● **What is being asked**
Report each line of the data below that contains the word "cloud". Matching is case-sensitive.
'''
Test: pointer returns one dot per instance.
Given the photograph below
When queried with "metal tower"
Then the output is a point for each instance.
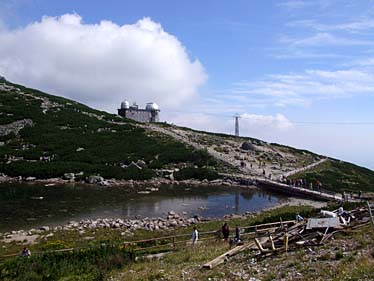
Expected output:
(237, 116)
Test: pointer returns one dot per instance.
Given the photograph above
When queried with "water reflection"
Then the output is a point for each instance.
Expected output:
(26, 206)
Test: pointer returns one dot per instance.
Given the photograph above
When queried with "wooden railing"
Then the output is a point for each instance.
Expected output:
(173, 242)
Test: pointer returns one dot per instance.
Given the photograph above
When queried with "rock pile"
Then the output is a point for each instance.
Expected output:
(172, 220)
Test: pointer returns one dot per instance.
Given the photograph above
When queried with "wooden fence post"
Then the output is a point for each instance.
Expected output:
(370, 213)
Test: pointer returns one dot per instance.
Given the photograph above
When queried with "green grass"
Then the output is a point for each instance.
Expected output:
(100, 261)
(340, 176)
(62, 130)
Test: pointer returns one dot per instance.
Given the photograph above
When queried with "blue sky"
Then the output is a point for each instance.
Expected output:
(276, 63)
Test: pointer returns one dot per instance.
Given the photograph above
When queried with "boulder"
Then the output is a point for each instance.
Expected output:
(69, 176)
(248, 146)
(95, 179)
(134, 165)
(141, 163)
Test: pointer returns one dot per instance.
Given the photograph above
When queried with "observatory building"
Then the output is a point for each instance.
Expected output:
(149, 114)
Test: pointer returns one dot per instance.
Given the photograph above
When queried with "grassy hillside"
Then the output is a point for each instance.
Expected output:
(71, 137)
(340, 176)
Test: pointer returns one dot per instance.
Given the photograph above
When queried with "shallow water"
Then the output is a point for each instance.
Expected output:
(23, 206)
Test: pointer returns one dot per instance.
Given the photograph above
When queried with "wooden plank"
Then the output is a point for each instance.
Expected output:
(222, 258)
(371, 215)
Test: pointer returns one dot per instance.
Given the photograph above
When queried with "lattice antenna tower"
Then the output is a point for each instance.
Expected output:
(236, 116)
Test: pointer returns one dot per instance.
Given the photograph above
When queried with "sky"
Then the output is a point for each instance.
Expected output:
(297, 72)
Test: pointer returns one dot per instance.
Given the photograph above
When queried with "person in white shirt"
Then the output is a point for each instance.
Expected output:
(195, 235)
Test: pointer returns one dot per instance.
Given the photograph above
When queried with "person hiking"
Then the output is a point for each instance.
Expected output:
(225, 231)
(25, 252)
(195, 235)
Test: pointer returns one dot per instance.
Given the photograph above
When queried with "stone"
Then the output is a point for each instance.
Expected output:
(44, 228)
(248, 146)
(95, 179)
(69, 176)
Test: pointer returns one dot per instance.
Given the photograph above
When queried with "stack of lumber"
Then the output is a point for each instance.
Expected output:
(311, 232)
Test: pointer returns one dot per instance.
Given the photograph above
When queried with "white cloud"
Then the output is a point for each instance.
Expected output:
(308, 86)
(256, 125)
(101, 64)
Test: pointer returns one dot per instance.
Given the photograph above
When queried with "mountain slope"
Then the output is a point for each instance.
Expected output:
(45, 136)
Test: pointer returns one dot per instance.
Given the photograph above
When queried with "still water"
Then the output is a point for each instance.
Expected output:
(23, 206)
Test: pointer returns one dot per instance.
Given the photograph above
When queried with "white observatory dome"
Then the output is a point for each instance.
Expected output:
(125, 105)
(152, 106)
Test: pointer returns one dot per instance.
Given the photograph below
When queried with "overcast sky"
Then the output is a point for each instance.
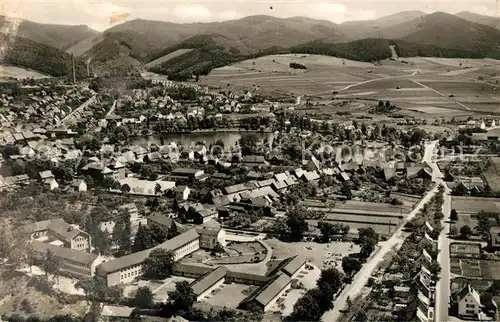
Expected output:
(96, 13)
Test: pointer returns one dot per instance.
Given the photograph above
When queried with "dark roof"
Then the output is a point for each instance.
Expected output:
(294, 265)
(185, 171)
(270, 291)
(204, 283)
(253, 159)
(63, 252)
(64, 230)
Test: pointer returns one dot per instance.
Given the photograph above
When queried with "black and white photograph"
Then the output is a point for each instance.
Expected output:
(249, 160)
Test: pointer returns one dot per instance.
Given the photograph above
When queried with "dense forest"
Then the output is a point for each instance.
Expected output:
(29, 54)
(207, 54)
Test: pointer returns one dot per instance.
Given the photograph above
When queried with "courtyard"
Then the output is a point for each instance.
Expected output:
(322, 255)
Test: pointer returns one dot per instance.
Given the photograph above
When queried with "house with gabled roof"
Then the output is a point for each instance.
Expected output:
(469, 302)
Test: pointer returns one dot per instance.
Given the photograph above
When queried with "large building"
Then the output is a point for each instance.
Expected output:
(125, 269)
(74, 263)
(58, 230)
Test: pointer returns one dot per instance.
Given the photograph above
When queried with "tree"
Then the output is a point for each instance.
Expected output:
(483, 224)
(307, 308)
(330, 281)
(368, 238)
(280, 227)
(453, 215)
(248, 143)
(327, 231)
(143, 298)
(465, 231)
(183, 297)
(297, 224)
(158, 265)
(50, 263)
(125, 189)
(101, 241)
(122, 231)
(453, 230)
(350, 265)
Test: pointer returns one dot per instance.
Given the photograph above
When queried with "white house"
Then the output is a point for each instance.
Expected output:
(79, 185)
(469, 302)
(51, 184)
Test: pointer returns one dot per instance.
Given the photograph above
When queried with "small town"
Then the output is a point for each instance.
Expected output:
(132, 194)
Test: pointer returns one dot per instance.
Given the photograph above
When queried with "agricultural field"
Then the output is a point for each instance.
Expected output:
(425, 86)
(19, 73)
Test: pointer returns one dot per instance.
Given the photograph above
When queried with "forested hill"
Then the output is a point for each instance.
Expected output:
(26, 53)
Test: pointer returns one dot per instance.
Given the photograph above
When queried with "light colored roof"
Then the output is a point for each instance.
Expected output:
(46, 174)
(39, 226)
(64, 230)
(162, 220)
(117, 311)
(63, 252)
(270, 291)
(294, 265)
(207, 281)
(139, 257)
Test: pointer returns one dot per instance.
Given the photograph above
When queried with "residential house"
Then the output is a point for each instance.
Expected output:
(469, 302)
(313, 164)
(79, 185)
(188, 173)
(254, 161)
(71, 237)
(211, 233)
(182, 192)
(495, 237)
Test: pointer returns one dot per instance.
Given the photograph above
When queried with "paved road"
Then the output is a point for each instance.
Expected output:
(429, 159)
(353, 290)
(78, 109)
(443, 285)
(441, 94)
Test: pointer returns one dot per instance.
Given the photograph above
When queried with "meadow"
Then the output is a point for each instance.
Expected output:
(429, 86)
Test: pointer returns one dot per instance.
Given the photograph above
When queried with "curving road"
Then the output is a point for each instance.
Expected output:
(443, 290)
(353, 290)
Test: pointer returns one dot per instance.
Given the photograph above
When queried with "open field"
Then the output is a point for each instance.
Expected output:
(425, 84)
(18, 72)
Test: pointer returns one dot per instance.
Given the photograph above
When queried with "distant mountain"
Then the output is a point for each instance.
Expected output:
(148, 40)
(26, 53)
(481, 19)
(449, 31)
(374, 49)
(206, 53)
(381, 27)
(58, 36)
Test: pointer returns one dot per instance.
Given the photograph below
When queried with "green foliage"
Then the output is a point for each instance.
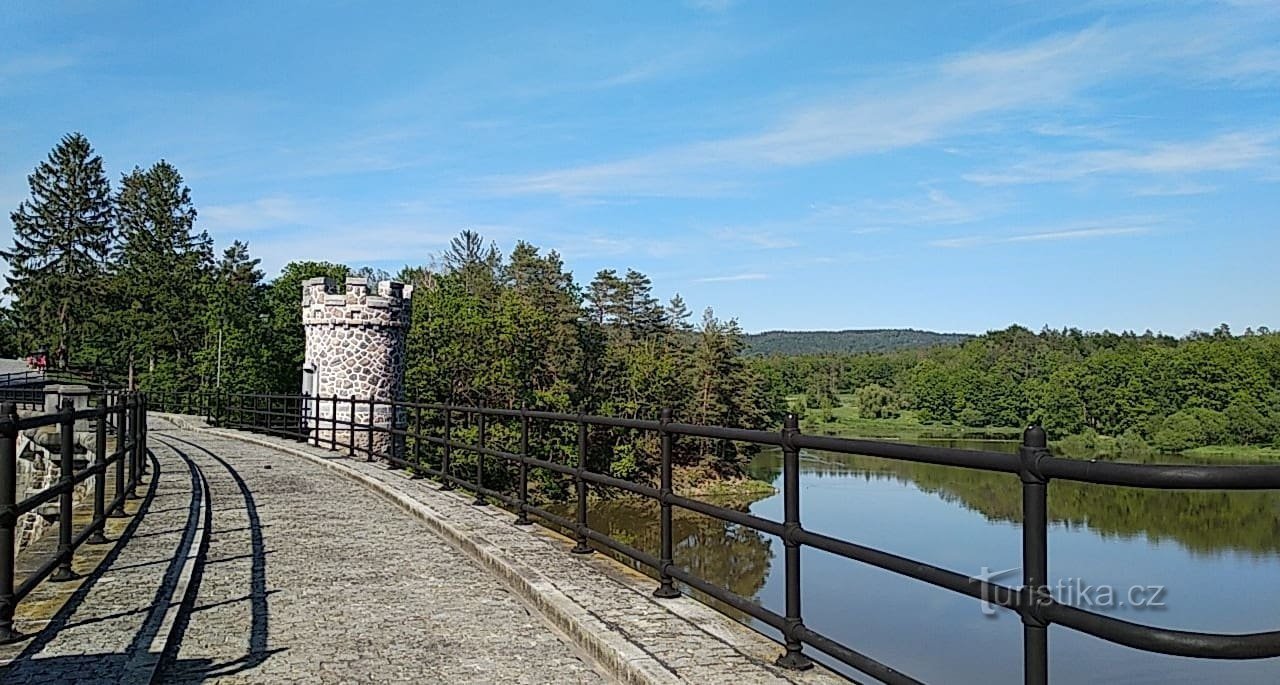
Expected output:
(62, 237)
(876, 401)
(846, 342)
(1073, 383)
(8, 334)
(237, 325)
(1191, 428)
(519, 332)
(161, 279)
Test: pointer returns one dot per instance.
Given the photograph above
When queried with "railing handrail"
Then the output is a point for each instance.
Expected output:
(1034, 466)
(126, 412)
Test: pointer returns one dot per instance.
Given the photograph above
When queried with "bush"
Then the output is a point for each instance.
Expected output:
(1082, 444)
(877, 402)
(1132, 446)
(1191, 428)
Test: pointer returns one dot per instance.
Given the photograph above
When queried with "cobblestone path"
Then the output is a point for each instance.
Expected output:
(295, 576)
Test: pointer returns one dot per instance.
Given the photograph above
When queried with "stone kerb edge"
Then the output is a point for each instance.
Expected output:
(618, 657)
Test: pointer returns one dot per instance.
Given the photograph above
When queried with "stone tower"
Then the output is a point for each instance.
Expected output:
(355, 350)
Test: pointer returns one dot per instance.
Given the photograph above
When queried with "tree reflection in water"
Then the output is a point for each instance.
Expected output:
(727, 555)
(1201, 521)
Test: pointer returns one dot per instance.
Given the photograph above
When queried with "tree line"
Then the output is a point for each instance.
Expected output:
(1142, 389)
(122, 283)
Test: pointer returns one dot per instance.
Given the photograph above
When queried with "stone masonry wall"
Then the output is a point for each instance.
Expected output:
(355, 342)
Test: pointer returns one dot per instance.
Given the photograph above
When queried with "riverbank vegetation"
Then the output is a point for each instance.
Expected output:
(123, 283)
(1101, 394)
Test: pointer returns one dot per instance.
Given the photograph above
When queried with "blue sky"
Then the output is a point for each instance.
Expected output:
(819, 165)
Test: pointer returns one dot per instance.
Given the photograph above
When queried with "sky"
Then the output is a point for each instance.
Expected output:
(818, 165)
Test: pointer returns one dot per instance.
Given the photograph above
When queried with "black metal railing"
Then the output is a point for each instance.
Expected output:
(320, 421)
(21, 378)
(124, 414)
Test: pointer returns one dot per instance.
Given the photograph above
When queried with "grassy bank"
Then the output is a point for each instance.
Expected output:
(845, 421)
(1235, 452)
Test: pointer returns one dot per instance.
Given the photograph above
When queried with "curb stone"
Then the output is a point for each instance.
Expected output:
(620, 657)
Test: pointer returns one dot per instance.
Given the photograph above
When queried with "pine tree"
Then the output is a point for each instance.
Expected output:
(236, 355)
(62, 238)
(163, 275)
(677, 313)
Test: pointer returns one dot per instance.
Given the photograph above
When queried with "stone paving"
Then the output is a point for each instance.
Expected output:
(259, 560)
(604, 607)
(104, 628)
(309, 579)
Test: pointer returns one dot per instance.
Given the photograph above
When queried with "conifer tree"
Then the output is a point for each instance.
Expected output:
(163, 275)
(62, 238)
(237, 350)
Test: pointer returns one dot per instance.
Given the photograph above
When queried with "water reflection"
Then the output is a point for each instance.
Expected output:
(1217, 553)
(1201, 521)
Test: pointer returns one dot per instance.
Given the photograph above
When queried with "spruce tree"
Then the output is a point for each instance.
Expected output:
(236, 352)
(62, 240)
(163, 275)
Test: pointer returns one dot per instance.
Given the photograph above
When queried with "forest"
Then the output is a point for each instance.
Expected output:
(120, 282)
(1109, 393)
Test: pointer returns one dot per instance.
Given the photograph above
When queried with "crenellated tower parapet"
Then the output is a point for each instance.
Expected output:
(355, 350)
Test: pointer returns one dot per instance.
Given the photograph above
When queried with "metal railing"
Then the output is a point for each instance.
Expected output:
(21, 378)
(304, 418)
(126, 415)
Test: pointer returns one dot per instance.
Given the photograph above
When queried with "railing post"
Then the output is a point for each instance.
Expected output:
(581, 547)
(1034, 556)
(481, 429)
(522, 514)
(132, 455)
(122, 421)
(333, 423)
(447, 475)
(67, 465)
(369, 456)
(351, 428)
(8, 516)
(666, 588)
(794, 657)
(144, 406)
(417, 435)
(100, 478)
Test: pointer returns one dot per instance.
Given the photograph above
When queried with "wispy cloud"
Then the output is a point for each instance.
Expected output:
(711, 5)
(1100, 231)
(872, 118)
(731, 278)
(1224, 153)
(254, 215)
(754, 238)
(915, 105)
(32, 65)
(1169, 190)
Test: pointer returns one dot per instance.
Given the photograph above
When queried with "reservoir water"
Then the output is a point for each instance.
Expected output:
(1206, 561)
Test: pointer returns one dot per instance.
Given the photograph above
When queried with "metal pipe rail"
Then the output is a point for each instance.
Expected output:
(126, 415)
(1033, 466)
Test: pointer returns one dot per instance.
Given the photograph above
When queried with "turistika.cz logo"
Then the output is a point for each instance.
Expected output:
(1075, 592)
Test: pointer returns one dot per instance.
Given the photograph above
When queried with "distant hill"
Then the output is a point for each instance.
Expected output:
(816, 342)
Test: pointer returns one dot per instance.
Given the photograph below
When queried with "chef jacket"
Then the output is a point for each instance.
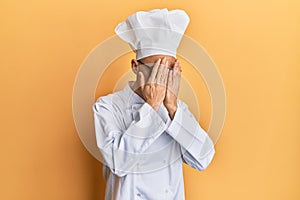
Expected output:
(143, 149)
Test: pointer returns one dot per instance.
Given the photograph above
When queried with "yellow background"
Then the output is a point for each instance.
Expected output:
(255, 45)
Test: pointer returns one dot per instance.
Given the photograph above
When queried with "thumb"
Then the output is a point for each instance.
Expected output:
(141, 80)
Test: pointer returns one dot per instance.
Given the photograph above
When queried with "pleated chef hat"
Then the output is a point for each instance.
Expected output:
(157, 31)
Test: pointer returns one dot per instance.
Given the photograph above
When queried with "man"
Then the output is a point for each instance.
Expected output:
(144, 132)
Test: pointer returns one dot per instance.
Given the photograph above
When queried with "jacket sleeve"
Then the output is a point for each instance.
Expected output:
(197, 147)
(121, 147)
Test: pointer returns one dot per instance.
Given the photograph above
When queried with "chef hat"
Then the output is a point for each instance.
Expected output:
(157, 31)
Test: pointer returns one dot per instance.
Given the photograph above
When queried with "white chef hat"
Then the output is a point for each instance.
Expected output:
(157, 31)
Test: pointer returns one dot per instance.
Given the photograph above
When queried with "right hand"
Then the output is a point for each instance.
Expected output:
(154, 89)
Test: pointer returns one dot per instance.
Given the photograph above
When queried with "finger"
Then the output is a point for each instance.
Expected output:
(154, 71)
(165, 74)
(170, 79)
(159, 75)
(142, 80)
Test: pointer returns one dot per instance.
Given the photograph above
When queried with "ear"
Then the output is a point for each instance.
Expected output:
(134, 65)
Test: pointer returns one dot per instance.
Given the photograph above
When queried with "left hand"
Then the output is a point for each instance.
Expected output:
(173, 85)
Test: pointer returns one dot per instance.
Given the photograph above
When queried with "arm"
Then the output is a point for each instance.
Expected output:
(197, 147)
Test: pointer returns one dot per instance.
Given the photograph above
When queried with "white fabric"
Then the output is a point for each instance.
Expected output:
(158, 31)
(121, 116)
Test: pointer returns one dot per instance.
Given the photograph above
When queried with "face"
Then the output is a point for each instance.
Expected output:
(149, 61)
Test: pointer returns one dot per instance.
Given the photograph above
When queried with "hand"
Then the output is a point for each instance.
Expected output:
(154, 90)
(173, 84)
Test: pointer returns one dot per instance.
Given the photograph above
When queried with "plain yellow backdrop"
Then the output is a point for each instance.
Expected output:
(255, 44)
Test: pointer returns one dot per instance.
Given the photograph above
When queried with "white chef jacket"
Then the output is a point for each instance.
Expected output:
(143, 150)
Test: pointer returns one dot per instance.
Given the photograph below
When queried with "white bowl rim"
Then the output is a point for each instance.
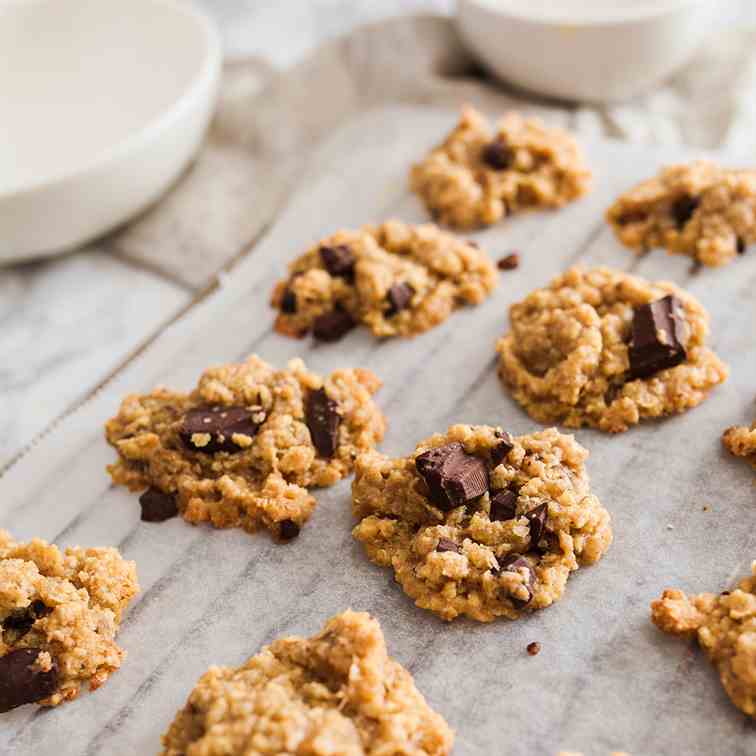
'''
● **Response for this exercise**
When queried with "white cloud"
When queried with "wispy cloud"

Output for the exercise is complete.